Extracted records:

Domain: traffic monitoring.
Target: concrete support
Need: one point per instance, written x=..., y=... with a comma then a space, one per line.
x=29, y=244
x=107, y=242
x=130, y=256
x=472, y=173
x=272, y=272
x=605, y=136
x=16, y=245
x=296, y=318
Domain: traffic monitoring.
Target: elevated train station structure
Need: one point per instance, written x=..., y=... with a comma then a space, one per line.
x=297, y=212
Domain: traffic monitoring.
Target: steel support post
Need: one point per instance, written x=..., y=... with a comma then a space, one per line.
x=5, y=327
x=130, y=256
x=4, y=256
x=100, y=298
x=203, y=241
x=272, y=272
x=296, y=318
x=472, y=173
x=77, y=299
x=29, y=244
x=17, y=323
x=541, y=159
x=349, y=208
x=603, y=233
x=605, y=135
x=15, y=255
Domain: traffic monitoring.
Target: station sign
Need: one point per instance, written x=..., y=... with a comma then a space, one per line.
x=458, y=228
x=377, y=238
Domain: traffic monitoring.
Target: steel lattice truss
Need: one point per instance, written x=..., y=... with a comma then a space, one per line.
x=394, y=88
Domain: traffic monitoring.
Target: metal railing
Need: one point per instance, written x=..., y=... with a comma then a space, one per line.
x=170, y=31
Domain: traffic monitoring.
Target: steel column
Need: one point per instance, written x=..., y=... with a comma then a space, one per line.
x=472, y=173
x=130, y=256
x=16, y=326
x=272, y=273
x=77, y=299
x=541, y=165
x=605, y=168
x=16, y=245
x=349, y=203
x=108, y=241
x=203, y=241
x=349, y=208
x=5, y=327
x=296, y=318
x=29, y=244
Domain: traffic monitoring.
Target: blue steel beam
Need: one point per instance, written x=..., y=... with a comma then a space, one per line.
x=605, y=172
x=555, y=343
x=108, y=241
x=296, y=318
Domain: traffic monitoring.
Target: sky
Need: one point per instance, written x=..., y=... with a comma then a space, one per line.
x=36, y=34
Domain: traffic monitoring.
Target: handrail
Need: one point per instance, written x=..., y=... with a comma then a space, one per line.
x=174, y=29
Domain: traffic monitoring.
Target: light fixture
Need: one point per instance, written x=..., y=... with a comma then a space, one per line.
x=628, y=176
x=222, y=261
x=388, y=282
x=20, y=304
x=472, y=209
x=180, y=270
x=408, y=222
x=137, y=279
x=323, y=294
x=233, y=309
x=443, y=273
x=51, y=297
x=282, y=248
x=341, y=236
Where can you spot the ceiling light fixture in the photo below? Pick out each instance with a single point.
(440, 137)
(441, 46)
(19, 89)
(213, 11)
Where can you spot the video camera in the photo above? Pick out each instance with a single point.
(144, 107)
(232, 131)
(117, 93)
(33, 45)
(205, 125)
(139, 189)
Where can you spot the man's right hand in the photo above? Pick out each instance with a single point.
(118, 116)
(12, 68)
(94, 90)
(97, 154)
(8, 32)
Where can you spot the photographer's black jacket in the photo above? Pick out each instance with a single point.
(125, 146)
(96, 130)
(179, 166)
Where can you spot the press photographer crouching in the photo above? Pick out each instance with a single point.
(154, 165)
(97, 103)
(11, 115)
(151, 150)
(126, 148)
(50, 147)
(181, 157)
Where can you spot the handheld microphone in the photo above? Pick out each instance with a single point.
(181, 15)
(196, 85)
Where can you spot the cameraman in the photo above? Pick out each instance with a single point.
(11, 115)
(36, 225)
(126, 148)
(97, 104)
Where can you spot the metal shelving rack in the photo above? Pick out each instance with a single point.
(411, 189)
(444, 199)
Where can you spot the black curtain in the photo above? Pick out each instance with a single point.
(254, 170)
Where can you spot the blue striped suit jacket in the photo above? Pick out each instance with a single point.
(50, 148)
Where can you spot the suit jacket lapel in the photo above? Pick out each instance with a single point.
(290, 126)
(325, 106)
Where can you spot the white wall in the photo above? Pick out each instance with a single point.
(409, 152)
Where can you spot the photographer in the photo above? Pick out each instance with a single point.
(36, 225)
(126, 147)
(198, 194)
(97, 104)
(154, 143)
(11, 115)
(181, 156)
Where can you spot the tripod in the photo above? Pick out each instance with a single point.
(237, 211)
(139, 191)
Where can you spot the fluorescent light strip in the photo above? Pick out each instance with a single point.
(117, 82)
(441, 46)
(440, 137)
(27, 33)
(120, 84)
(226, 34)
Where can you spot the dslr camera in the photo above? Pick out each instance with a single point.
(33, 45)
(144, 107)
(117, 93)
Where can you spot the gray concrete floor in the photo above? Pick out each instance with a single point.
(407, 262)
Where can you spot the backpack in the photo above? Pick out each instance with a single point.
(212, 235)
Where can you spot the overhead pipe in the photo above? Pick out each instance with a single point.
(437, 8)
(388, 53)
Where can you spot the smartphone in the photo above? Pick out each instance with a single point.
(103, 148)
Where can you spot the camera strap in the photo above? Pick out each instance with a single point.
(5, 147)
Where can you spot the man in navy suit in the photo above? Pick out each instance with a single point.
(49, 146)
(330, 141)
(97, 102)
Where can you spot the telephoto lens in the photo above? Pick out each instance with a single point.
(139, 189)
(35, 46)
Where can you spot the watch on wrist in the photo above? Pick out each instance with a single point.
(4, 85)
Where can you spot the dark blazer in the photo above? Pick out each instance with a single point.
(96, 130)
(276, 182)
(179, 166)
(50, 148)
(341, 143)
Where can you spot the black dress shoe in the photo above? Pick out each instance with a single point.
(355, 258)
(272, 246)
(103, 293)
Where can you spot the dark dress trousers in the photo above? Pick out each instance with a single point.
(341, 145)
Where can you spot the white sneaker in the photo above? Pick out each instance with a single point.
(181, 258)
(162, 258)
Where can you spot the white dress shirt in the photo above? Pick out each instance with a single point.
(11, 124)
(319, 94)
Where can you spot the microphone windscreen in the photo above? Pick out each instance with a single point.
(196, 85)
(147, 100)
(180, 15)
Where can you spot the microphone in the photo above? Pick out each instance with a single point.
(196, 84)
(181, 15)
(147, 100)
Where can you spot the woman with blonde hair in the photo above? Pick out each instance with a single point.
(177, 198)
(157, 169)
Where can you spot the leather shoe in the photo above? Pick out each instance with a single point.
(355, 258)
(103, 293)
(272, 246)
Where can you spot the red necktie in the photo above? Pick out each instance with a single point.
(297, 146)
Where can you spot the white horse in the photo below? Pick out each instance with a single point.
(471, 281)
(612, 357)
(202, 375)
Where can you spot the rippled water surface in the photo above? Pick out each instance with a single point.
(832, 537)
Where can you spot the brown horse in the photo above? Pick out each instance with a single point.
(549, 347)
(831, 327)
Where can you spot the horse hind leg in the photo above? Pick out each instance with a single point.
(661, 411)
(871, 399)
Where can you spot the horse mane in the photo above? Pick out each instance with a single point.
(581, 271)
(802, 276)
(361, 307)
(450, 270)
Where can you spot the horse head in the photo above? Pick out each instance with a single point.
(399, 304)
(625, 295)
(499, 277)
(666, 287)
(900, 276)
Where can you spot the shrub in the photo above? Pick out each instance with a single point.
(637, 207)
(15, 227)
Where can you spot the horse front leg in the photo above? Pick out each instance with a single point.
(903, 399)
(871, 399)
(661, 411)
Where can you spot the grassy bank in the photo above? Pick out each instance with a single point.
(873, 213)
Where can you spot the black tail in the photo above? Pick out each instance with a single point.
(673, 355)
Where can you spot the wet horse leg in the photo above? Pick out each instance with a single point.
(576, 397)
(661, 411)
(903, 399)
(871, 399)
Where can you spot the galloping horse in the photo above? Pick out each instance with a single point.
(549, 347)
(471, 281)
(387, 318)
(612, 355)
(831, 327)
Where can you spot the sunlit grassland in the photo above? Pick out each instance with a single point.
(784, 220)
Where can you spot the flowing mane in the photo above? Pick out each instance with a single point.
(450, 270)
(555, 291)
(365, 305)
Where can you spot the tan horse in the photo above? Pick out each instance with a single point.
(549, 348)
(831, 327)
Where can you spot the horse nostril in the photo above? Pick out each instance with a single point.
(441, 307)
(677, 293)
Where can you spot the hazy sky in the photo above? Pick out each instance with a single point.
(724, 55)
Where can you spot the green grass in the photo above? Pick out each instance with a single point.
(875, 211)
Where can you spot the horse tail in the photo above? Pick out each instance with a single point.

Task description: Copy all lines from the data that hold the word "support".

Expected answer:
Target: concrete support
Target: steel support post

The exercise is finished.